Письменное задание A: Приведите повторно, целиком и без единого изменения, текст о реакции Германии на отставку Литвинова.

В Германии отнеслись и к отставке, и к перспективам с пониманием и словно по мановению волшебной палочки прекратили нападки на «большевизм». А заодно сообщили через свои газеты Москве, что то самое жизненное пространство на Востоке, о котором так часто упоминал фюрер, заканчивается… на границах Советского Союза.

* * *

В мае 1939 года Гитлер вызвал к себе в Берхтесгаден министра иностранных дел Риббентропа и советника посольства в Москве Густава Хильгера. На встрече присутствовали начальник штаба Верховного главнокомандования вермахта генерал-полковник Кейтель, заведующий Восточным отделом экономического управления министерства иностранных дел Карл Шнурре и связной Гитлера с Риббентропом Вальтер Хавель.

Гитлер сразу же попросил объяснить ему причины отставки Литвинова. Хильгер объяснил, что Литвинов стремился к альянсу с Англией и Францией, в то время как сам Сталин считал, что Запад намерен заставить Советский Союз в случае войны таскать для него каштаны из огня. Гитлер кивнул и задал следующий вопрос: верит ли он сам в то, что при известных обстоятельствах Сталин пойдет на сближение с Германией. На что тот ответил, что, судя по тому, что говорил Сталин на последнем партийном съезде, у его страны нет никаких причин конфликтовать с Германией. Но самое интересное заключалось в том, что ни Гитлер, ни Риббентроп не имели никакого представления о выступлении красного вождя, и фюрер попросил зачитать ему это место.

Исходные строки:
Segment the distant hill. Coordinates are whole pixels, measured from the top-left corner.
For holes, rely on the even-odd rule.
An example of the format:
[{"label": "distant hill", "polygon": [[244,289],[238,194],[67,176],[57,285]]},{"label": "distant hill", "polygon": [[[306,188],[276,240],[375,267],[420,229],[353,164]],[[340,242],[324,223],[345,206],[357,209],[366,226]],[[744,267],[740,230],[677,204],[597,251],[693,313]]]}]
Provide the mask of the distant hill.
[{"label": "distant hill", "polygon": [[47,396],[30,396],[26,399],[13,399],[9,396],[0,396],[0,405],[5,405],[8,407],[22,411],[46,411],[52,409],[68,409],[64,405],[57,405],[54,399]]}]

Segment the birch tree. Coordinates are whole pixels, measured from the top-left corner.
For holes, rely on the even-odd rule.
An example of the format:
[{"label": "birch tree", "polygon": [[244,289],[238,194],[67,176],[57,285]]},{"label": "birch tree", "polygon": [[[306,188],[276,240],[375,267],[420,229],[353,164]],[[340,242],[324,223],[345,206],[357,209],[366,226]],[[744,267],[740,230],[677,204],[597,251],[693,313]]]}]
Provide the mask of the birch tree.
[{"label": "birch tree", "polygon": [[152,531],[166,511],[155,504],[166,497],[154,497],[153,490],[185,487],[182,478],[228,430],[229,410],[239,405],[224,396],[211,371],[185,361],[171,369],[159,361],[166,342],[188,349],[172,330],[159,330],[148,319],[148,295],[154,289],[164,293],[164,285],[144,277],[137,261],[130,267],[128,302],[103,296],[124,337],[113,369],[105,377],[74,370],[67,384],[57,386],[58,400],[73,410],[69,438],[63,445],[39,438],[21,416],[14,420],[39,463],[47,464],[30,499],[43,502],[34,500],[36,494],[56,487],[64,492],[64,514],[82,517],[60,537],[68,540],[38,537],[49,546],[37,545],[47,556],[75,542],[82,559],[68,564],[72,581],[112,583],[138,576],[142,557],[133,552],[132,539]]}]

Письменное задание B: Представьте в виде нумерованного списка всё, что идёт в исходных строках от самой первой из них вниз до строки, содержащей «Provide the mask of the distant hill.», обе границы включительно. Пустые строки в список не включайте.

Решение упражнения A:
В Германии отнеслись и к отставке, и к перспективам с пониманием и словно по мановению волшебной палочки прекратили нападки на «большевизм». А заодно сообщили через свои газеты Москве, что то самое жизненное пространство на Востоке, о котором так часто упоминал фюрер, заканчивается… на границах Советского Союза.

* * *

В мае 1939 года Гитлер вызвал к себе в Берхтесгаден министра иностранных дел Риббентропа и советника посольства в Москве Густава Хильгера. На встрече присутствовали начальник штаба Верховного главнокомандования вермахта генерал-полковник Кейтель, заведующий Восточным отделом экономического управления министерства иностранных дел Карл Шнурре и связной Гитлера с Риббентропом Вальтер Хавель.

Гитлер сразу же попросил объяснить ему причины отставки Литвинова. Хильгер объяснил, что Литвинов стремился к альянсу с Англией и Францией, в то время как сам Сталин считал, что Запад намерен заставить Советский Союз в случае войны таскать для него каштаны из огня. Гитлер кивнул и задал следующий вопрос: верит ли он сам в то, что при известных обстоятельствах Сталин пойдет на сближение с Германией. На что тот ответил, что, судя по тому, что говорил Сталин на последнем партийном съезде, у его страны нет никаких причин конфликтовать с Германией. Но самое интересное заключалось в том, что ни Гитлер, ни Риббентроп не имели никакого представления о выступлении красного вождя, и фюрер попросил зачитать ему это место.

Решение упражнения B:
1. Segment the distant hill. Coordinates are whole pixels, measured from the top-left corner.
2. For holes, rely on the even-odd rule.
3. An example of the format:
4. [{"label": "distant hill", "polygon": [[244,289],[238,194],[67,176],[57,285]]},{"label": "distant hill", "polygon": [[[306,188],[276,240],[375,267],[420,229],[353,164]],[[340,242],[324,223],[345,206],[357,209],[366,226]],[[744,267],[740,230],[677,204],[597,251],[693,313]]]}]
5. Provide the mask of the distant hill.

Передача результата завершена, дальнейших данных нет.